## Material for the task
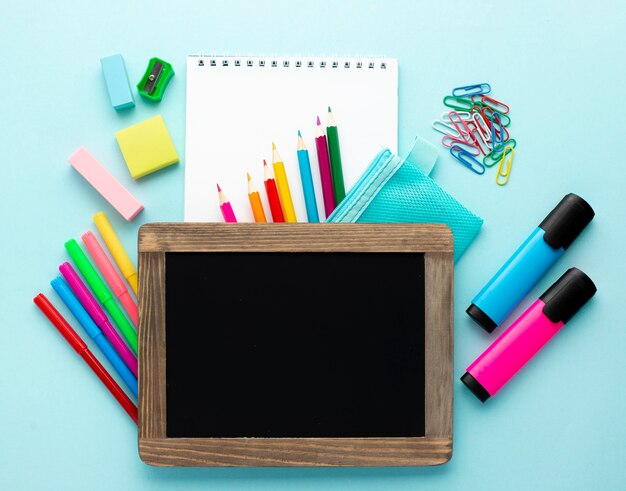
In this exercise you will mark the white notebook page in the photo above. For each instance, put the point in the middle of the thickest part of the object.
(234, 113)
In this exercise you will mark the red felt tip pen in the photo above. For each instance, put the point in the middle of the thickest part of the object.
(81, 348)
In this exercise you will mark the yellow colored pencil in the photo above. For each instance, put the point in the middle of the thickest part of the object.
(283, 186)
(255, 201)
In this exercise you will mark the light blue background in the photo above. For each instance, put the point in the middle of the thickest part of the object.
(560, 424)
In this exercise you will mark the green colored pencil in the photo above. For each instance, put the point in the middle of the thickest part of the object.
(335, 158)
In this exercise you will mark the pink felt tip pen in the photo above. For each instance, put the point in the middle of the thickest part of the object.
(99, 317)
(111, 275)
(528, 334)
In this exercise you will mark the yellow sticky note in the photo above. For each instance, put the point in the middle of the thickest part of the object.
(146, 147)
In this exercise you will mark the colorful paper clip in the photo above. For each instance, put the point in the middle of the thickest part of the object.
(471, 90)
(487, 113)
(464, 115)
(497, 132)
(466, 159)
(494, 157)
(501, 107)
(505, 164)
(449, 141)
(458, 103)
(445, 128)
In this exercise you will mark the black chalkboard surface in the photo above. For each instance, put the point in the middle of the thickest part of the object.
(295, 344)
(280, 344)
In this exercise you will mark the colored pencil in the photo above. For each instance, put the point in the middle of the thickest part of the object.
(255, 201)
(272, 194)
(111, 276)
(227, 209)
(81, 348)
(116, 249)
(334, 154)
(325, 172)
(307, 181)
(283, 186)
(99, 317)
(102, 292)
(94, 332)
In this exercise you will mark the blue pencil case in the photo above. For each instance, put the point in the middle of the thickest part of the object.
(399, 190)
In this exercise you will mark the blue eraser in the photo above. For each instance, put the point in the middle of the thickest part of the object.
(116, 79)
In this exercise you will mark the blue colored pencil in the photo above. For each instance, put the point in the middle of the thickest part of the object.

## Work to be completed
Copy out all of the material above word for word, leaving out the picture.

## Task response
In this exercise you will mark the white notebook page in the photo above. For each instance, put the point in the middle of the thickest part of the object.
(234, 113)
In this exercise you will mark the red felt tip pen in the photo above. For each instance, put the point in the middle of the thickest part of the object.
(81, 348)
In this exercise you will mark the yellow colored pencil in the photo above. For each instance, put the point in the middle of the thickest part of the object.
(283, 186)
(255, 201)
In this exercise you will mark the light blue background in the photo above. For each instance, put the point in the middle of the thickest part of the object.
(560, 424)
In this exercise you will mark the green colored pencil in the photo above. For each instance, put the point in the middle of the thickest part of the object.
(335, 158)
In this exercise you will mark the pink felt tip pen in the photo above. For each instance, put the point in the middle of the thickest part of the object.
(99, 317)
(111, 275)
(528, 334)
In this exercise you will mark the yellow sticky note in the photo above. For each instance, put the point in the middle of the thickest part of the object.
(146, 147)
In this exercise you will mark the colorful paper clip in the photo above. For each instance, put the point in the middle of the thickest part of the object.
(471, 90)
(487, 113)
(464, 115)
(497, 132)
(466, 159)
(494, 157)
(501, 107)
(505, 164)
(449, 141)
(458, 103)
(445, 128)
In this exercise you will mark the black chalkboard surface in the photo above. For each instance, put the point in the middle of the thickest part of the object.
(295, 344)
(280, 344)
In this exercise you will mark the colored pencil in the photo above. For each instance, put the point in the middle of the thickest part of the object.
(255, 201)
(272, 194)
(111, 276)
(227, 209)
(81, 348)
(116, 249)
(334, 154)
(325, 172)
(307, 181)
(283, 186)
(99, 317)
(102, 292)
(94, 332)
In this exercise you will mark the blue pencil case in the photo above. For each instance, put the point in the middle of the thickest part of the object.
(399, 190)
In this exercise you will mark the blue eraser in the photo above. For each instance, put the point in the middle of the thickest part of the object.
(116, 79)
In this exercise you will mark the blue colored pencil in the photo above. For each instance, put the point in the middle of the thickest part of the object.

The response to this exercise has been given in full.